Problem to solve >> Starting at the line that contains "Question. Indicate a single point on every instance of the water" and ending at the line that contains "of the distant", the lines below are to be given again exactly, with nothing added.

::::::

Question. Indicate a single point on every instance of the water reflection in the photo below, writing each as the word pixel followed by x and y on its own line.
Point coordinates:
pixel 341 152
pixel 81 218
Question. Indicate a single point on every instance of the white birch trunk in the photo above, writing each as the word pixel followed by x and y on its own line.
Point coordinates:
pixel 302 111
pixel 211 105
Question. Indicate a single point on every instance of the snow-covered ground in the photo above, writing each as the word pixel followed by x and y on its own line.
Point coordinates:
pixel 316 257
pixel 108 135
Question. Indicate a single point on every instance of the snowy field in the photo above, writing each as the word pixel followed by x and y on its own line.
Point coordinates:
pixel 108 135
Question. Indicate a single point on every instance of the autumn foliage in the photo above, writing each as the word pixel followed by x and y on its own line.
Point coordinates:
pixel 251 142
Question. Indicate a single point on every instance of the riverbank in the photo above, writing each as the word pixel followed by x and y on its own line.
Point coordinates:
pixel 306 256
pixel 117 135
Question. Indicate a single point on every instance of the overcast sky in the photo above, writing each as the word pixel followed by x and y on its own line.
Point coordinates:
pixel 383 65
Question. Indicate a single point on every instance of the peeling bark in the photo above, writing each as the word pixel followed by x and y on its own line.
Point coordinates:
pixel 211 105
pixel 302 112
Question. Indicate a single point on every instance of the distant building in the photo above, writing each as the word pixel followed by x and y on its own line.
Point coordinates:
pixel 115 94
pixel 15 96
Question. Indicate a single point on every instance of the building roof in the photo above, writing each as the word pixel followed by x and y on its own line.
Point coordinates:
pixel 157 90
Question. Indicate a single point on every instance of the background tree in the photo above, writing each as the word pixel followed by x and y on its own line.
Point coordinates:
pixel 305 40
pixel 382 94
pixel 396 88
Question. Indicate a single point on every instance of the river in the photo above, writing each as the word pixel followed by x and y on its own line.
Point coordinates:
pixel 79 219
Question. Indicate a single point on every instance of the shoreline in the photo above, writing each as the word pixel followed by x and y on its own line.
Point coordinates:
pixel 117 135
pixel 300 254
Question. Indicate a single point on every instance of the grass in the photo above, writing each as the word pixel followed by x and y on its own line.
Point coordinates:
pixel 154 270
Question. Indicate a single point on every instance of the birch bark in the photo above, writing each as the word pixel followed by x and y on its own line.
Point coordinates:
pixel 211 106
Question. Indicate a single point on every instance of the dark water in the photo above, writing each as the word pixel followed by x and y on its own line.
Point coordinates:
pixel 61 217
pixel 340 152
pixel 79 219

::::::

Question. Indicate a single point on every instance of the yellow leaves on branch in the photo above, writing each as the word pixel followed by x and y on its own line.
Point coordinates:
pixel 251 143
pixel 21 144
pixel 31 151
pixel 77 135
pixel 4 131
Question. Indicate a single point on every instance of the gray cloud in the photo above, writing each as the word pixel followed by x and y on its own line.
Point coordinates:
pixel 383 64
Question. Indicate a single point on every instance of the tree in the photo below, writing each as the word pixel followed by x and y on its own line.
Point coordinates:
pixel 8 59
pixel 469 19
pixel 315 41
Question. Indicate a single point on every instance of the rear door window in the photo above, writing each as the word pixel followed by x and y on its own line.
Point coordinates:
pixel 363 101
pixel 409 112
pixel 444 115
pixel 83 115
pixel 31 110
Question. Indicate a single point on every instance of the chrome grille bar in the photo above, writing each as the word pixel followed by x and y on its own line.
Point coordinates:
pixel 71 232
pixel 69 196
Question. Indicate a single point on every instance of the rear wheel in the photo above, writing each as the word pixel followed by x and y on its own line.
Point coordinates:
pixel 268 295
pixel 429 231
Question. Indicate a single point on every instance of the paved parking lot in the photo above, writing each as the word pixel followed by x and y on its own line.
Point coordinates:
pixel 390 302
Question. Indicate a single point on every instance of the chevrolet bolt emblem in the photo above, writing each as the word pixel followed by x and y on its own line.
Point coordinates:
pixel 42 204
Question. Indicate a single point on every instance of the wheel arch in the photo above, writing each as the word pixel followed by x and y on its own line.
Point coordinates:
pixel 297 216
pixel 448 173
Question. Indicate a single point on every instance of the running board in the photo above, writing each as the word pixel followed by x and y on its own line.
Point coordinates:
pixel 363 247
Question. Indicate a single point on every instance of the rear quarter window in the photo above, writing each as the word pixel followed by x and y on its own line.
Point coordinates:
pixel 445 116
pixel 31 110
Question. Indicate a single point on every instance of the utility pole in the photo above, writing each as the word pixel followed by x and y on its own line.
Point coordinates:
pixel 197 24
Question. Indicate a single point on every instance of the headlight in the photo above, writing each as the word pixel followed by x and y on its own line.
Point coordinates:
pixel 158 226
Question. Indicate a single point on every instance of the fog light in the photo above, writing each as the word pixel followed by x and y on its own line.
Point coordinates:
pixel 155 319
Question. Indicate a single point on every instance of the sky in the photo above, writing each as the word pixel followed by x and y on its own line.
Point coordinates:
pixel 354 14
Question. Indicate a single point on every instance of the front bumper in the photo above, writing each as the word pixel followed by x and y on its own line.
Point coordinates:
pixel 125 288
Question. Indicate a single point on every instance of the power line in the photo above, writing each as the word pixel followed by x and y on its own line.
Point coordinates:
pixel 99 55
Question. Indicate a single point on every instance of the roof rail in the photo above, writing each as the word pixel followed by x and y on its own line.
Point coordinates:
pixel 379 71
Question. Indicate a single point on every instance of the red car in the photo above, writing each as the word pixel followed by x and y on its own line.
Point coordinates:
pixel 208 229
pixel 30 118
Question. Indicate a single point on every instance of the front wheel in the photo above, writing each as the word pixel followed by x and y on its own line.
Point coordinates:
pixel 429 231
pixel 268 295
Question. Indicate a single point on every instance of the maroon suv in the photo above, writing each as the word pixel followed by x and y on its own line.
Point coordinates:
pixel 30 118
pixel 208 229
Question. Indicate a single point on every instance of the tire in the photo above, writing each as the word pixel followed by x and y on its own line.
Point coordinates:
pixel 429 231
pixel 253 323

::::::

Task answer >>
Question. Indicate a single point on every instance of the water reflection in the photo below, writing each as the word pixel followed by x and y on its own line.
Point coordinates:
pixel 341 152
pixel 81 218
Question. Indicate a single point on every instance of the white birch trunk in the photo above, writing each as the word pixel followed by x and y on its own line.
Point coordinates:
pixel 302 111
pixel 211 105
Question. Indicate a single point on every instance of the snow-covered ground in the photo above, writing each as the word pixel followed by x and y on its own line.
Point coordinates:
pixel 316 257
pixel 108 135
Question. Indicate a single point on every instance of the snowy field in the photo above, writing each as the word pixel followed by x and y on its own line.
Point coordinates:
pixel 108 135
Question. Indicate a single point on every instance of the autumn foliage in the photo above, writing each as the word pixel followed by x and y on its own line.
Point coordinates:
pixel 251 142
Question. Indicate a single point on every instance of the riverbank in the photo above, writing each as the word pixel followed by x and y on its own line.
Point coordinates:
pixel 306 256
pixel 117 135
Question. Indicate a single point on every instance of the overcast sky in the photo above, writing each as the word pixel followed by x and y on its own line.
Point coordinates:
pixel 383 65
Question. Indicate a single point on every instance of the peeling bark in the photo above, writing each as the word pixel followed by x and y on its own line.
Point coordinates:
pixel 211 105
pixel 302 112
Question. Indicate a single point on every instance of the distant building in the photo above, writing each as the word pixel followed by x and y on its own line.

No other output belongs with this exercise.